**** Source data

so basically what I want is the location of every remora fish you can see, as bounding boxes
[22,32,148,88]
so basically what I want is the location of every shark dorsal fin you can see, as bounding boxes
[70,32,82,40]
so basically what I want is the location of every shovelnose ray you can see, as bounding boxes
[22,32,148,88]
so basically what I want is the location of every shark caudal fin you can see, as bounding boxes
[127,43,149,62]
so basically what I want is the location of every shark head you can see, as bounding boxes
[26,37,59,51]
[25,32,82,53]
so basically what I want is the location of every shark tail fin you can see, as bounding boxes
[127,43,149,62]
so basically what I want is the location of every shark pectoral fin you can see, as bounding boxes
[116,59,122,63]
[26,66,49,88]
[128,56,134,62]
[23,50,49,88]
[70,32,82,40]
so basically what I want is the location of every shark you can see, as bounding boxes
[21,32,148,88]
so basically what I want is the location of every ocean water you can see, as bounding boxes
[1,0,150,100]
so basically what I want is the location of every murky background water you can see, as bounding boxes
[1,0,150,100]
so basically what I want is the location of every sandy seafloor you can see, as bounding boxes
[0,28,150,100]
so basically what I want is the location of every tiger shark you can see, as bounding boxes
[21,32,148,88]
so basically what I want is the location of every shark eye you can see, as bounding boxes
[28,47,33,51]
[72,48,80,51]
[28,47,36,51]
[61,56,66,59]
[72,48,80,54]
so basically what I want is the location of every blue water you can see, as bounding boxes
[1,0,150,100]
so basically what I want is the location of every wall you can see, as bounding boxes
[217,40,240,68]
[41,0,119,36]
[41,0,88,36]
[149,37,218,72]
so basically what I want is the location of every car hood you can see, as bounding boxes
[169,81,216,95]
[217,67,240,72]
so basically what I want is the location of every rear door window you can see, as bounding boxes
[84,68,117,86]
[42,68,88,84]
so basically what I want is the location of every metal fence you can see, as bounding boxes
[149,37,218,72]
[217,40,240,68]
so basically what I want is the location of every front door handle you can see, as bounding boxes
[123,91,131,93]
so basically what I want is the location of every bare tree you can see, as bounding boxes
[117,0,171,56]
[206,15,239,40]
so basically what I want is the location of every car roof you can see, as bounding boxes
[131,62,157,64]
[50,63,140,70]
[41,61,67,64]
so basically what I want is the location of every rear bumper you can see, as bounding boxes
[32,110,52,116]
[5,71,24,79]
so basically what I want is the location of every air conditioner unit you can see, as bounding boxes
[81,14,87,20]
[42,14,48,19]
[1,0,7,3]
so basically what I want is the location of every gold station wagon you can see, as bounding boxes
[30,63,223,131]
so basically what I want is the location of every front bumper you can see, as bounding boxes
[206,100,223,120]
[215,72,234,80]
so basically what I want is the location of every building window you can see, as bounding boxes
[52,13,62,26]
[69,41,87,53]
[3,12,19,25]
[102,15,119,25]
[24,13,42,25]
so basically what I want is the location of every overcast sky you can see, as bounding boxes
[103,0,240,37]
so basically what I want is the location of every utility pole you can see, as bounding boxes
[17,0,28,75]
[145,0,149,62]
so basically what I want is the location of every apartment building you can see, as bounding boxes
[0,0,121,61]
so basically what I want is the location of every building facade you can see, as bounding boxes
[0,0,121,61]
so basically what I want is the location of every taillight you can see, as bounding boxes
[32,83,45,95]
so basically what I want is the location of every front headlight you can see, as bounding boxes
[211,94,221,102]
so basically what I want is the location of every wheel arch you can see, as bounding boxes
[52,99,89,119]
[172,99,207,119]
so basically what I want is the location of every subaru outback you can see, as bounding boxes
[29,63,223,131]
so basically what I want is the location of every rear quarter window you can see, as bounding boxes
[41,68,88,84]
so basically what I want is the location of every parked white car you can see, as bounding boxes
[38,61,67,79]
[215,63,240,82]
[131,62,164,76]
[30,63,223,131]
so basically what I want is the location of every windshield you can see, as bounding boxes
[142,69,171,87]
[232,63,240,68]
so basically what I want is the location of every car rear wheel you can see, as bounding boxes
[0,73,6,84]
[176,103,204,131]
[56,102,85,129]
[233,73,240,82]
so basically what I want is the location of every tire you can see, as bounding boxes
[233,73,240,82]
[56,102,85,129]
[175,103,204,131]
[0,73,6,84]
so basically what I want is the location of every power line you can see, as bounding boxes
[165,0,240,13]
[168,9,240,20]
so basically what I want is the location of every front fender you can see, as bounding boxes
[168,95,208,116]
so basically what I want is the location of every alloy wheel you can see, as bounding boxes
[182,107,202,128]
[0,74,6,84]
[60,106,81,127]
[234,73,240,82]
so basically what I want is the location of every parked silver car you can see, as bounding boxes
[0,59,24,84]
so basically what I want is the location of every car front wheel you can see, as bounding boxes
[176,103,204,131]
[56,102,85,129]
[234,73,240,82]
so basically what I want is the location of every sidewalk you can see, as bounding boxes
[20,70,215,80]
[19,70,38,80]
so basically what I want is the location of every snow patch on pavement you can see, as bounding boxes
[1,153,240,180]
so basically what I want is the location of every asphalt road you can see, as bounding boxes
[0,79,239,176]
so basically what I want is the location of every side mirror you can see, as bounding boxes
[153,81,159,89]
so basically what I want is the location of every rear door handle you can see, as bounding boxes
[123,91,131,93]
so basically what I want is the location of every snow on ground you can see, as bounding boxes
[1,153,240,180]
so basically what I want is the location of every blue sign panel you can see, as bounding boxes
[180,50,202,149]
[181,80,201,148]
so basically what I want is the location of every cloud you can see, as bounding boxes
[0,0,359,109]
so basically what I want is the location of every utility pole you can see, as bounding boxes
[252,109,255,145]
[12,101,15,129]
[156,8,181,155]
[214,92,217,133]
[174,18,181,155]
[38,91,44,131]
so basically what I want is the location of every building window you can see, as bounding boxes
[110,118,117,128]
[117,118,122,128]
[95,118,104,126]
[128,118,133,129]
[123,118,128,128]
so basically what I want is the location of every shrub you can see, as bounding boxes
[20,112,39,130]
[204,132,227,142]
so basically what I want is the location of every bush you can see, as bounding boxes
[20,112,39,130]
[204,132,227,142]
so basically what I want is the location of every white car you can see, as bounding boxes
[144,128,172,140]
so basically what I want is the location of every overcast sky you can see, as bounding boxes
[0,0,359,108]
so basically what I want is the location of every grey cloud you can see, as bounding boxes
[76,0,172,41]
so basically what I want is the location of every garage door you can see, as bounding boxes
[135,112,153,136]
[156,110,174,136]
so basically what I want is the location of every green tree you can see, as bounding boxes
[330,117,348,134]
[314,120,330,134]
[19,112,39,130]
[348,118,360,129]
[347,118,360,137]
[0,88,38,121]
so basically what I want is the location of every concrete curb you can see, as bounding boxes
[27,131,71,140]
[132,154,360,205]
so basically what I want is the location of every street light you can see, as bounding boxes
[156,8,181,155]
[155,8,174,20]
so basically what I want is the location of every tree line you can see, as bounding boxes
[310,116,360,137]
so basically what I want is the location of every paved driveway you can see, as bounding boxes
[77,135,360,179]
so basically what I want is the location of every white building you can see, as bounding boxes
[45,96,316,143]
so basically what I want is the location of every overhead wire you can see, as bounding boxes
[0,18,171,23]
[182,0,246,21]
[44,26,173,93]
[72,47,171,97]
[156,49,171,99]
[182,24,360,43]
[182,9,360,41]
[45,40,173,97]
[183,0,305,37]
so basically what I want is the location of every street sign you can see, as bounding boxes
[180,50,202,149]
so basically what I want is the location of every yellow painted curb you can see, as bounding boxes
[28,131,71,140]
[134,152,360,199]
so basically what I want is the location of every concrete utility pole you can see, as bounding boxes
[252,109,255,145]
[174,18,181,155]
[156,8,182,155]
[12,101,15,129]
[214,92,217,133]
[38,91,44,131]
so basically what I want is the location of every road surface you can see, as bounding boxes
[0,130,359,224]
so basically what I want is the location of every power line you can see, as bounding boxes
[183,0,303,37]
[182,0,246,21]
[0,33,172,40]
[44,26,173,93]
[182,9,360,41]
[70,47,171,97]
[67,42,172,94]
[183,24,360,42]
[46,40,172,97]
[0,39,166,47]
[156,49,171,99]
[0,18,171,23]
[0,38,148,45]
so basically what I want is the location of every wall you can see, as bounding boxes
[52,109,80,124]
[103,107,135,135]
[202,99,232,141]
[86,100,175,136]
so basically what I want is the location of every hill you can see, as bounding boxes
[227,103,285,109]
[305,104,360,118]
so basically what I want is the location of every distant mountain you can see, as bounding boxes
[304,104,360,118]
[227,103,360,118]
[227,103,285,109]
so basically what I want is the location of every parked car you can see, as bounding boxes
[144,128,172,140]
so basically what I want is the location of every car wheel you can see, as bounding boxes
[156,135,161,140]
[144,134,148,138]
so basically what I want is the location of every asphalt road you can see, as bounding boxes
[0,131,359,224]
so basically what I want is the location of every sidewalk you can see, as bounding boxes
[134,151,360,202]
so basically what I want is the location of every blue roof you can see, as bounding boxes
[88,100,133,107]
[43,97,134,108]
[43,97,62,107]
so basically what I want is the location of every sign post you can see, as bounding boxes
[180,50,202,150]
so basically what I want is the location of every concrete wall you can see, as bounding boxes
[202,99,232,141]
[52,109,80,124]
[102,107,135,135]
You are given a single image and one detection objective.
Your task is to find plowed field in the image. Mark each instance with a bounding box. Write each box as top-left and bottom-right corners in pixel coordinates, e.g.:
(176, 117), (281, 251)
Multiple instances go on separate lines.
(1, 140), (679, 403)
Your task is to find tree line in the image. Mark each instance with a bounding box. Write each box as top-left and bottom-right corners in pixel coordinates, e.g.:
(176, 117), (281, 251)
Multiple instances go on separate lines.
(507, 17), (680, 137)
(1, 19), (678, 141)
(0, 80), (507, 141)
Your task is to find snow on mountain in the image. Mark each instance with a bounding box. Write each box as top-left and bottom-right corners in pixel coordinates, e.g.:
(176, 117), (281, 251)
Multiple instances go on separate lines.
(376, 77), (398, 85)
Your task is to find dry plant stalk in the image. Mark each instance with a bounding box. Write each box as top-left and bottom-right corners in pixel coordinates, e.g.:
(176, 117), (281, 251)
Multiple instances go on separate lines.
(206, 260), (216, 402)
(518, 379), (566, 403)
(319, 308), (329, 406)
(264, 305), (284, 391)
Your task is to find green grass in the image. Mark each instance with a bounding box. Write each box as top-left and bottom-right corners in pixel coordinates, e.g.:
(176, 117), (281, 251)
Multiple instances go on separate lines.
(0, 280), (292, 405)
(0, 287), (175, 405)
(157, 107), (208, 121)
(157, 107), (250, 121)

********

- **Task item**
From the entries above, extract every line where the word "corners" appears.

- **Solution below**
Your task is to find plowed field in the image. Mark each instance with a bounding box. Write each box as top-left and bottom-right corners in pixel coordinates, e.g.:
Your task is to find tree line in the image. Mark each instance with a bounding box. Write each box as top-left and bottom-right corners in pixel coordinates, e.g.:
Your task is to find snow on mountain in the image. Mark each instance with a bounding box. Write each box as top-left and bottom-right corners in pixel coordinates, e.g.:
Your task is to find dry plant stalk in the image. Mark each instance with a bounding box. Write each box as top-left and bottom-right corners in pixel coordinates, e.g.:
Your task is to find green grass in the image. Mark each instance with a bounding box. Write each box as top-left and bottom-right corners in pixel coordinates, e.g.:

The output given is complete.